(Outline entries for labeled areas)

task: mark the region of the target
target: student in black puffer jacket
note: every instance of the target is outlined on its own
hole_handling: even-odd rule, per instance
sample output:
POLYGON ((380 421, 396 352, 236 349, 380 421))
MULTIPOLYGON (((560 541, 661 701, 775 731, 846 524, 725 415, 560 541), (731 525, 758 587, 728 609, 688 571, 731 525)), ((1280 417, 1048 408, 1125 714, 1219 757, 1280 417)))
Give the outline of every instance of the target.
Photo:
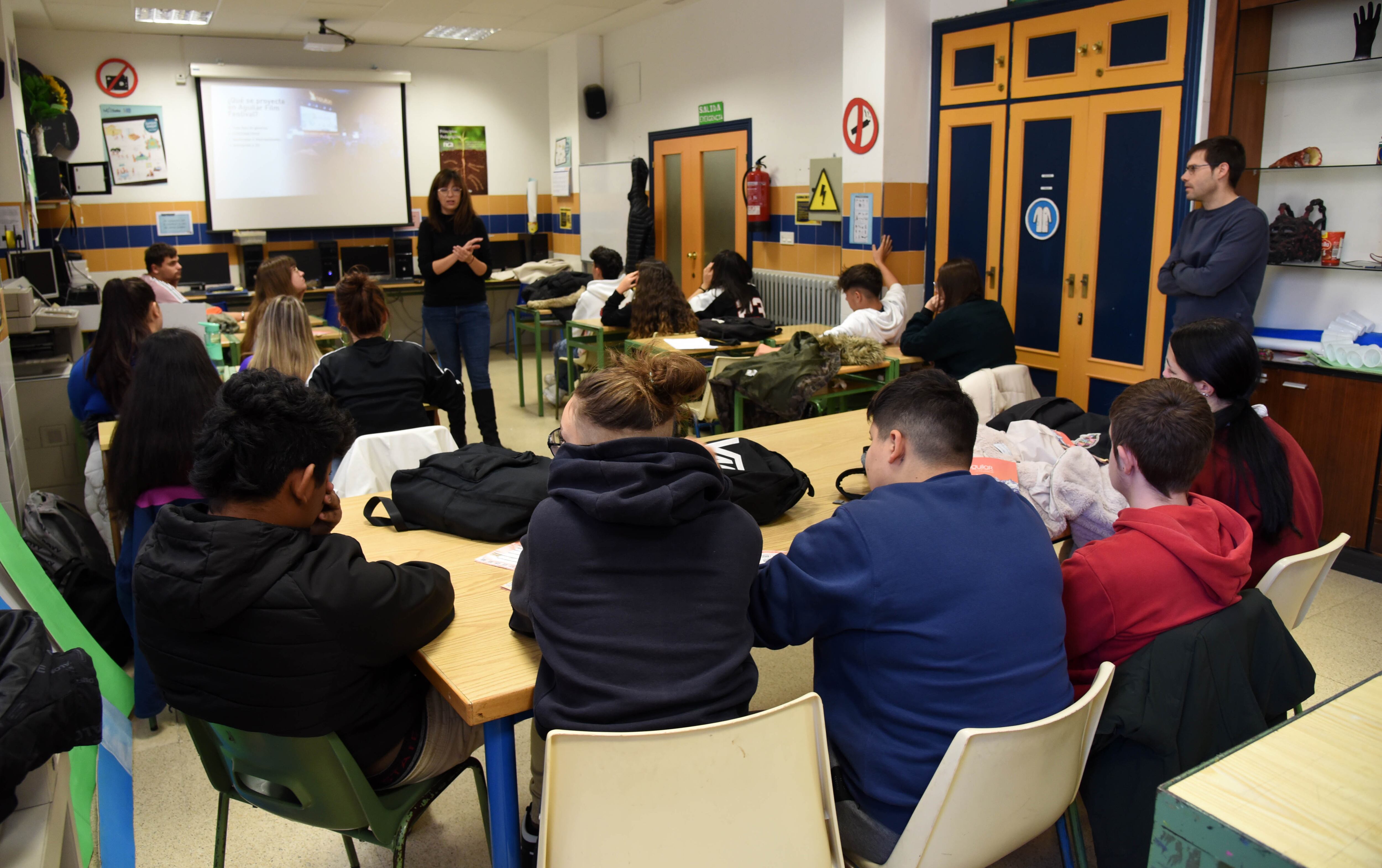
POLYGON ((551 496, 509 597, 510 626, 542 648, 529 854, 549 730, 716 723, 746 715, 757 688, 748 605, 763 535, 730 503, 709 449, 673 435, 680 405, 703 388, 690 357, 621 357, 580 380, 553 431, 551 496))

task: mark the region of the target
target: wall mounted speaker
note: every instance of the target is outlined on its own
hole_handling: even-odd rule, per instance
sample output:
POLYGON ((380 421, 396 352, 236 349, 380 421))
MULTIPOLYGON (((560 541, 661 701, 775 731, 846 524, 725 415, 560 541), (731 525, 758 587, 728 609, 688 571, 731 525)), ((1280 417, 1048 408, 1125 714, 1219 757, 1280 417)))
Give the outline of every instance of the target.
POLYGON ((598 84, 586 86, 586 117, 604 117, 609 113, 604 101, 604 88, 598 84))

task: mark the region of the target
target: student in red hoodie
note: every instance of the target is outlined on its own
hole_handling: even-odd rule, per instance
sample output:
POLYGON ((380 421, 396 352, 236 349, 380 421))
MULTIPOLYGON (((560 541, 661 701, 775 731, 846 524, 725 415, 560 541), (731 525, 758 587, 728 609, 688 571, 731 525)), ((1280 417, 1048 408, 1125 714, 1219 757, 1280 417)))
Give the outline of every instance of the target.
POLYGON ((1099 663, 1121 666, 1158 634, 1240 600, 1252 529, 1190 493, 1213 444, 1213 413, 1183 380, 1129 386, 1110 411, 1108 478, 1128 499, 1114 535, 1061 564, 1066 657, 1075 695, 1099 663))

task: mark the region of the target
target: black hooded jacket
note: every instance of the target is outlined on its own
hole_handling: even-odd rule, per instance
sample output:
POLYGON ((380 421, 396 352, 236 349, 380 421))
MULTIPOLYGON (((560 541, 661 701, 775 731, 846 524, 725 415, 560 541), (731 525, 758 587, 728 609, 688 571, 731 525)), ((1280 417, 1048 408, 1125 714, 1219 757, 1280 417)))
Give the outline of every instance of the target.
POLYGON ((336 733, 361 766, 416 724, 408 659, 455 614, 435 564, 366 561, 351 536, 167 506, 134 563, 140 647, 169 705, 271 735, 336 733))
POLYGON ((629 187, 629 250, 625 268, 633 271, 643 260, 656 256, 656 235, 652 228, 652 206, 648 205, 648 164, 641 156, 633 158, 633 184, 629 187))
POLYGON ((564 445, 514 571, 510 626, 542 648, 533 719, 640 731, 748 713, 763 535, 697 442, 564 445))

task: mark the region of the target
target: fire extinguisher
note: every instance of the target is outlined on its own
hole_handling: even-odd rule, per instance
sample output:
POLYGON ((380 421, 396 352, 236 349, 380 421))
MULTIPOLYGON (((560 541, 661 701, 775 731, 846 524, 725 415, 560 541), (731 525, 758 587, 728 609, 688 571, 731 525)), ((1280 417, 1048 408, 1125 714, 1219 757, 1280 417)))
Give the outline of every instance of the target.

■ Directive
Copy the listing above line for line, without changing anything, but leave out the pictures.

■ Written answer
task: mark the region of the target
target: student in black puffer jacket
note: every instance of the target is outlined on its own
hole_handling: even-odd rule, per instance
sample output:
POLYGON ((380 421, 396 352, 236 349, 380 421))
MULTIPOLYGON (((560 541, 661 701, 775 731, 846 524, 725 415, 560 541), (731 525, 758 587, 728 609, 688 571, 731 525)), ((1280 417, 1048 408, 1125 714, 1219 757, 1280 417)))
Give the outline of every instance of the target.
Photo:
POLYGON ((551 496, 509 597, 510 626, 542 648, 529 854, 549 730, 716 723, 746 715, 757 688, 748 605, 763 535, 730 503, 709 449, 673 435, 680 405, 703 388, 690 357, 621 357, 580 380, 553 431, 551 496))

task: mark the region of the target
target: wall mounted speaker
note: every instance of the target is outlined on its own
hole_handling: even-odd rule, per instance
sample output:
POLYGON ((380 421, 396 352, 236 349, 380 421))
MULTIPOLYGON (((560 541, 661 701, 775 731, 846 524, 725 415, 560 541), (731 525, 758 587, 728 609, 688 571, 731 525)), ((1280 417, 1048 408, 1125 714, 1219 757, 1280 417)))
Give the outline of every instance of the target.
POLYGON ((598 84, 586 86, 586 117, 604 117, 609 113, 604 101, 604 88, 598 84))

task: mark the region of the target
target: student in red hoodie
note: every instance of the target is outlined on its own
hole_handling: even-odd rule, per instance
sample output:
POLYGON ((380 421, 396 352, 236 349, 380 421))
MULTIPOLYGON (((560 541, 661 701, 775 731, 846 524, 725 415, 560 541), (731 525, 758 587, 728 609, 688 571, 731 525)), ((1280 417, 1048 408, 1125 714, 1219 757, 1280 417)))
Give the outline of every instance of the target.
POLYGON ((1099 663, 1121 666, 1158 634, 1240 600, 1252 529, 1190 493, 1213 444, 1213 413, 1183 380, 1129 386, 1110 411, 1108 478, 1128 499, 1114 535, 1061 564, 1066 657, 1075 695, 1099 663))

task: mark the region of the target
target: black hooded jacket
note: every instance of the target is outlined on its own
hole_handling: even-odd rule, per instance
sample output:
POLYGON ((380 421, 396 352, 236 349, 380 421))
MULTIPOLYGON (((560 541, 661 701, 775 731, 846 524, 725 415, 560 541), (731 525, 758 587, 728 609, 688 571, 731 525)), ((1280 417, 1048 408, 1125 714, 1219 757, 1280 417)))
Give the outline of every instance of the target.
POLYGON ((336 733, 361 766, 416 724, 408 659, 455 614, 435 564, 366 561, 351 536, 167 506, 134 563, 140 647, 169 705, 271 735, 336 733))
POLYGON ((629 187, 629 250, 625 268, 633 271, 643 260, 656 256, 656 235, 652 228, 652 206, 648 205, 648 164, 641 156, 633 158, 633 184, 629 187))
POLYGON ((564 445, 514 571, 510 626, 542 648, 533 719, 640 731, 748 713, 763 535, 697 442, 564 445))

task: mark the region of the target
target: fire extinguisher
note: every instance of the target is outlined on its own
hole_handling: even-odd rule, per instance
sample output:
POLYGON ((380 421, 396 352, 236 349, 380 421))
MULTIPOLYGON (((560 541, 661 701, 775 731, 846 524, 725 415, 560 541), (731 525, 758 587, 728 609, 688 571, 731 525)), ((1280 417, 1048 408, 1125 714, 1219 757, 1280 417)))
Give the outline of every instance of the target.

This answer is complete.